(Position annotation records)
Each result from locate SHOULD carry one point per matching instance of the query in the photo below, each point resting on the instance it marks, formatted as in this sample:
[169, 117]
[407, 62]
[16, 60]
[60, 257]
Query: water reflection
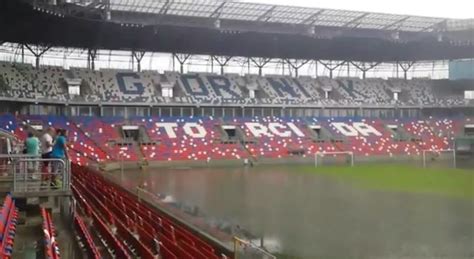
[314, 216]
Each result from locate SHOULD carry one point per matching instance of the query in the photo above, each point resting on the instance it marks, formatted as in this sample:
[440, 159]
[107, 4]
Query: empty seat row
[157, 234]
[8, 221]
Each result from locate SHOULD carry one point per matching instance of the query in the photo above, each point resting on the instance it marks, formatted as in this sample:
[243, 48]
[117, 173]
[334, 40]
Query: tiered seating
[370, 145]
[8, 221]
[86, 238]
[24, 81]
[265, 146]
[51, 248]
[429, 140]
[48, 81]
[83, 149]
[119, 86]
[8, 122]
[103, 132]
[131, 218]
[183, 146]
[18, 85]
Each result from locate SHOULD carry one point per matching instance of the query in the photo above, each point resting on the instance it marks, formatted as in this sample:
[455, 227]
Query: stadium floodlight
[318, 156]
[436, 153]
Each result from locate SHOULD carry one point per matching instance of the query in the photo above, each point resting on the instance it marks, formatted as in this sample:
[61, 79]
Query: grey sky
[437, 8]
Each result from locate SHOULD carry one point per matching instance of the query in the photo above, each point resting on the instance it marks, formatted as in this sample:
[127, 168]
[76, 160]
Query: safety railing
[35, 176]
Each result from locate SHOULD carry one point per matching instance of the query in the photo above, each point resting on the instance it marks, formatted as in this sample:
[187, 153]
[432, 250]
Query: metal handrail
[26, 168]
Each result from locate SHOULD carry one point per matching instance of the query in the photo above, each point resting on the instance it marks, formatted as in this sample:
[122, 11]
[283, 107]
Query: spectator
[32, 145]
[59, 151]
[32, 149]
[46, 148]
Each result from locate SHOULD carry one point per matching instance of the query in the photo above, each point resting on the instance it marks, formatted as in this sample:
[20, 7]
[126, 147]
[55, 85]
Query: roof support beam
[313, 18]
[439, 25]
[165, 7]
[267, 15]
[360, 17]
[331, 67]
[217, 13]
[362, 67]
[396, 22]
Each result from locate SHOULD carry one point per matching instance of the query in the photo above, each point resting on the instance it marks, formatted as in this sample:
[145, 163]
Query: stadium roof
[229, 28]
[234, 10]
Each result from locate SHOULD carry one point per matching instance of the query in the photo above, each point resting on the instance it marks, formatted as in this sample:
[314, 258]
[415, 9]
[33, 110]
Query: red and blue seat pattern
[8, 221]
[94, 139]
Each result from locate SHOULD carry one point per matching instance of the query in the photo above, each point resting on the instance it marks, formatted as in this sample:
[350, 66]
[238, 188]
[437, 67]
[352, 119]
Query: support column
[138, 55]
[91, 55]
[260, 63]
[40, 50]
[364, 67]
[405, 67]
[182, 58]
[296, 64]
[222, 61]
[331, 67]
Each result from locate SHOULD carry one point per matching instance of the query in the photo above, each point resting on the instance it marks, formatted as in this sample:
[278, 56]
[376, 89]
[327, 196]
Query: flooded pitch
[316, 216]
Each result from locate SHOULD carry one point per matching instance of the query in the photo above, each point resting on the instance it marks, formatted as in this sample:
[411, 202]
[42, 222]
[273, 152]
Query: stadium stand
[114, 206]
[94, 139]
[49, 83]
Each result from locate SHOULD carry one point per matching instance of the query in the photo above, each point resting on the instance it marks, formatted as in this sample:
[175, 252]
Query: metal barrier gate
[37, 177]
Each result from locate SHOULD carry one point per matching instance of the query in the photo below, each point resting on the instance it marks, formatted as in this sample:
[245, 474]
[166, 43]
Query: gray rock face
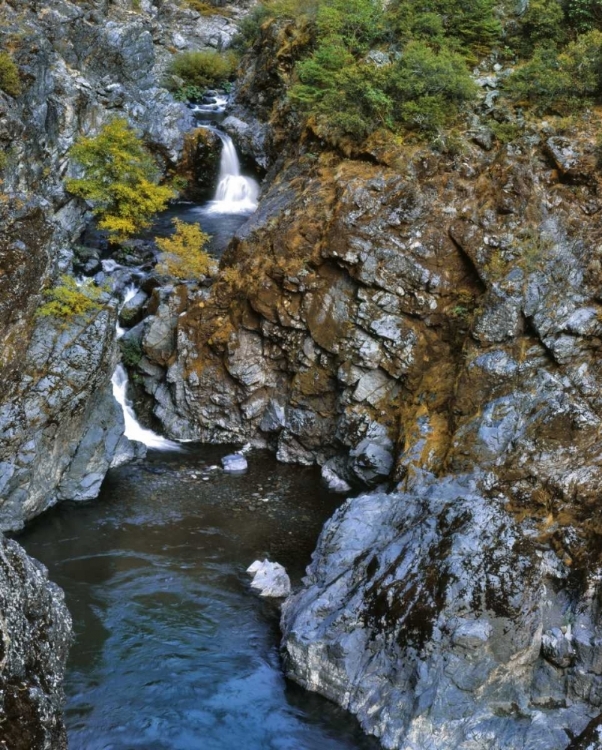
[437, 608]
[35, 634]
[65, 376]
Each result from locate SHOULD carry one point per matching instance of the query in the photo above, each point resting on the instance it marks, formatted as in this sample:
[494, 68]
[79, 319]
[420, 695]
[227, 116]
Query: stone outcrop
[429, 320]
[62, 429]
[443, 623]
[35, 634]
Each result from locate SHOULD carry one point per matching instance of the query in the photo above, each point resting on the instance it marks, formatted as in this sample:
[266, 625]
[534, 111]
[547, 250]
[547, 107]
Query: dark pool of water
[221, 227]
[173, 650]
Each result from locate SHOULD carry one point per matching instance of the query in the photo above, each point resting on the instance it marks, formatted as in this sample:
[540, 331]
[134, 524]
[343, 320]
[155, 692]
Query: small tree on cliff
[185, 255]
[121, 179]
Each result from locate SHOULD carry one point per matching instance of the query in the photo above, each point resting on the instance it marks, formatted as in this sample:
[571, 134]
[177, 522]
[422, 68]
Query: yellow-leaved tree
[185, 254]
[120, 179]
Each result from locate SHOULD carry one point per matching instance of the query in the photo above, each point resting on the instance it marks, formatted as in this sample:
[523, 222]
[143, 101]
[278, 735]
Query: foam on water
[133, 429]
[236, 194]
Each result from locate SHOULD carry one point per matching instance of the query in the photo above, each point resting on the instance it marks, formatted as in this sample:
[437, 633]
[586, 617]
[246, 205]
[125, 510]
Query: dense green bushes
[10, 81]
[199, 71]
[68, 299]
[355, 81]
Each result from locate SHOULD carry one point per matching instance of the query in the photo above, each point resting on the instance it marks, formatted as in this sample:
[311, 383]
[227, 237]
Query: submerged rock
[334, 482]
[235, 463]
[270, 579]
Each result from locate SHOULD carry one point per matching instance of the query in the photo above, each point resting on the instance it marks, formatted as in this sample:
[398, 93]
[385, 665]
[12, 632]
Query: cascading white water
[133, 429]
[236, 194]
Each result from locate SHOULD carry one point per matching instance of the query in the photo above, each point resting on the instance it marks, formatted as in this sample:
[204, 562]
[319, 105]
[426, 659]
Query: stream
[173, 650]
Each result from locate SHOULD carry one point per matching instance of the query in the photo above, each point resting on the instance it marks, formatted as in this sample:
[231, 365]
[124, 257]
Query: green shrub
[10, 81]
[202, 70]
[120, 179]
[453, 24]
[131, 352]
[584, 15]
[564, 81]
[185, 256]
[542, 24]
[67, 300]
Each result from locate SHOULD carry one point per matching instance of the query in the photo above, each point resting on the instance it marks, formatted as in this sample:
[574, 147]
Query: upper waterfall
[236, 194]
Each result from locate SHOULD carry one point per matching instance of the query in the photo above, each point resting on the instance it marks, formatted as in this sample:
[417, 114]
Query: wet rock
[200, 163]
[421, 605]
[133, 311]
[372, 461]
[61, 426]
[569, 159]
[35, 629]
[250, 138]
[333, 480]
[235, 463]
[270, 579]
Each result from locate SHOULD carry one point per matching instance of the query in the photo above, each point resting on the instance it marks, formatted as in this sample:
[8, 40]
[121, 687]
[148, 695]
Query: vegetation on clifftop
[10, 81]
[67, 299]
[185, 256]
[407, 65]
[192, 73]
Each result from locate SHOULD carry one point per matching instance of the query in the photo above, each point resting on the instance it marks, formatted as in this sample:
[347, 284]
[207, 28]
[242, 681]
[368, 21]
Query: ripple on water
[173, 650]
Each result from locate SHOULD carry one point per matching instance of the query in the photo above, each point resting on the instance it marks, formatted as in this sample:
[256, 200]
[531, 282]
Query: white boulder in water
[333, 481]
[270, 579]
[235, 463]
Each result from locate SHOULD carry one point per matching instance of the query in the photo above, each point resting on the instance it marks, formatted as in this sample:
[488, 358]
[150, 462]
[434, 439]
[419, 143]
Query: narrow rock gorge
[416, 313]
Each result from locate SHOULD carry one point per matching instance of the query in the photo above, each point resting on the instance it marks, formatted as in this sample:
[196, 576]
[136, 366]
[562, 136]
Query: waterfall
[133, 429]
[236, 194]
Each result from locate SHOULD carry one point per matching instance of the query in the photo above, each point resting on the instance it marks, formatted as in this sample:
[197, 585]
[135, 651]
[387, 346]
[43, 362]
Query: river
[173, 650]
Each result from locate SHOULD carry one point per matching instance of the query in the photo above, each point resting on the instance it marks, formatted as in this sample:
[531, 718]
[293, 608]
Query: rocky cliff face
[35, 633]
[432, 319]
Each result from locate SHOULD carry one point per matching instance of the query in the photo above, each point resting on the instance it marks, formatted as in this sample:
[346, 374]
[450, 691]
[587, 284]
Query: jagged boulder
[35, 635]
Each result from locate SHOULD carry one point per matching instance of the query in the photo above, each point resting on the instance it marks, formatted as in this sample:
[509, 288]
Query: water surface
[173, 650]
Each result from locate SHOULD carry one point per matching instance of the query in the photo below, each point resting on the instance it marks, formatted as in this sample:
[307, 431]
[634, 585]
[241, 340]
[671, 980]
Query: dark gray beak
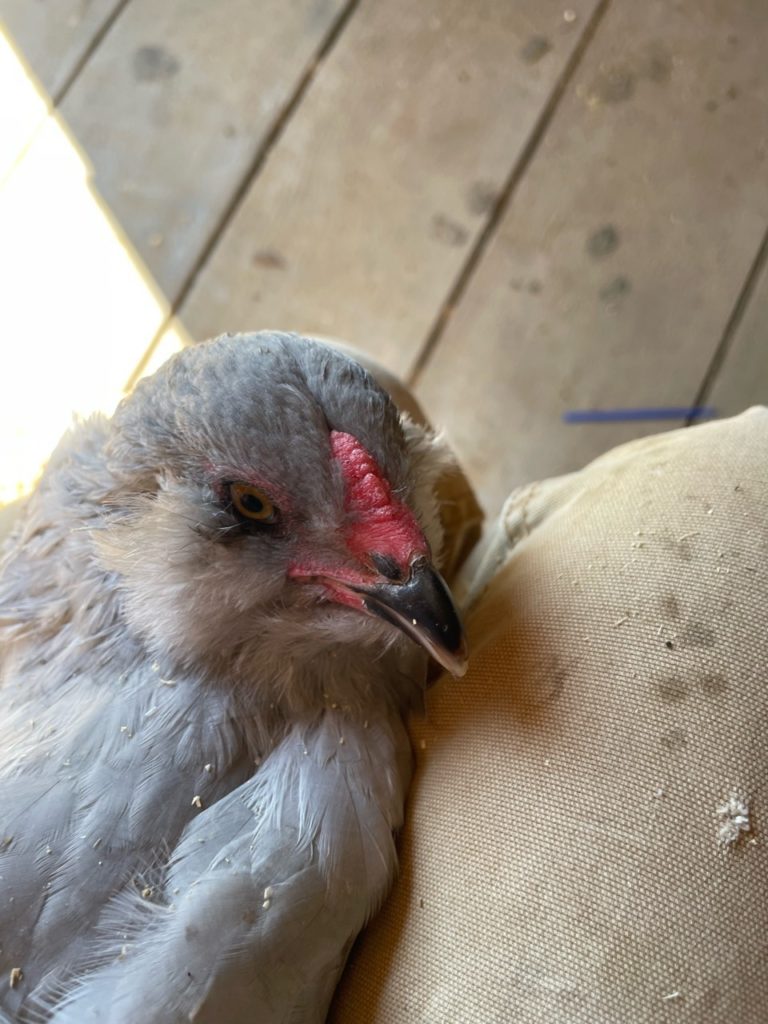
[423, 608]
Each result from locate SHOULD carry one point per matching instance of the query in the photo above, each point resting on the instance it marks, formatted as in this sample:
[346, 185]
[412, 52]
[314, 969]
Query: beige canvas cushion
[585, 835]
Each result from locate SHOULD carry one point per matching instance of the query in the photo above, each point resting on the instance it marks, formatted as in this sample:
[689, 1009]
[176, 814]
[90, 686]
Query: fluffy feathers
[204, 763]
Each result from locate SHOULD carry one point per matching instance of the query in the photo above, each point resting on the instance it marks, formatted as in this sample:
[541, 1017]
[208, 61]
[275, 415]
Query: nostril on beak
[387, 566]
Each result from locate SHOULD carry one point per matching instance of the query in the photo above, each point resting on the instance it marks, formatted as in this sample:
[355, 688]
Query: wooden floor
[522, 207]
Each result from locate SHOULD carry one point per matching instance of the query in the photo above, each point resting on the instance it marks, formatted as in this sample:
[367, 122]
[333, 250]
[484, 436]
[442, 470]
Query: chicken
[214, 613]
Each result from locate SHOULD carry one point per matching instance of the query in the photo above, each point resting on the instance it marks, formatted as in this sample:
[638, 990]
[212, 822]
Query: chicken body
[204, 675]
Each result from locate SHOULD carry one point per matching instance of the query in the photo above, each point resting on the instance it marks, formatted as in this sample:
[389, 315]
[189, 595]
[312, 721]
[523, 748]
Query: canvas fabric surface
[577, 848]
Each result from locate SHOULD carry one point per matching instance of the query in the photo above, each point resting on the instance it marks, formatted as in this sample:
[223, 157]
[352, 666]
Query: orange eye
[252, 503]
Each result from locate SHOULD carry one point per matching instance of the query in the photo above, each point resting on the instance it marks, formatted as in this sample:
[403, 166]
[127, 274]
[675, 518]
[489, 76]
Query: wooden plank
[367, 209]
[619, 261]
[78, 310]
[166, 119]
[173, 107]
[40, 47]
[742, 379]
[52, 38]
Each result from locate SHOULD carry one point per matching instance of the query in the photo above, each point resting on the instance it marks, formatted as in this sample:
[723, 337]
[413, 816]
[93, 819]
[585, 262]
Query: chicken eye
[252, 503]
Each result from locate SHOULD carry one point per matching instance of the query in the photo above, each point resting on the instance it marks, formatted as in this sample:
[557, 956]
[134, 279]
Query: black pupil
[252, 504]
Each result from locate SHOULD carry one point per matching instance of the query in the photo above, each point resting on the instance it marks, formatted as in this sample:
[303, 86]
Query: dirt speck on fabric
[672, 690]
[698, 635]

▸ YOUR TASK: Show each line of the records above that contains the string "gray", copying every such line in full.

▸ REPLY:
Query: gray rock face
Query: dark gray beak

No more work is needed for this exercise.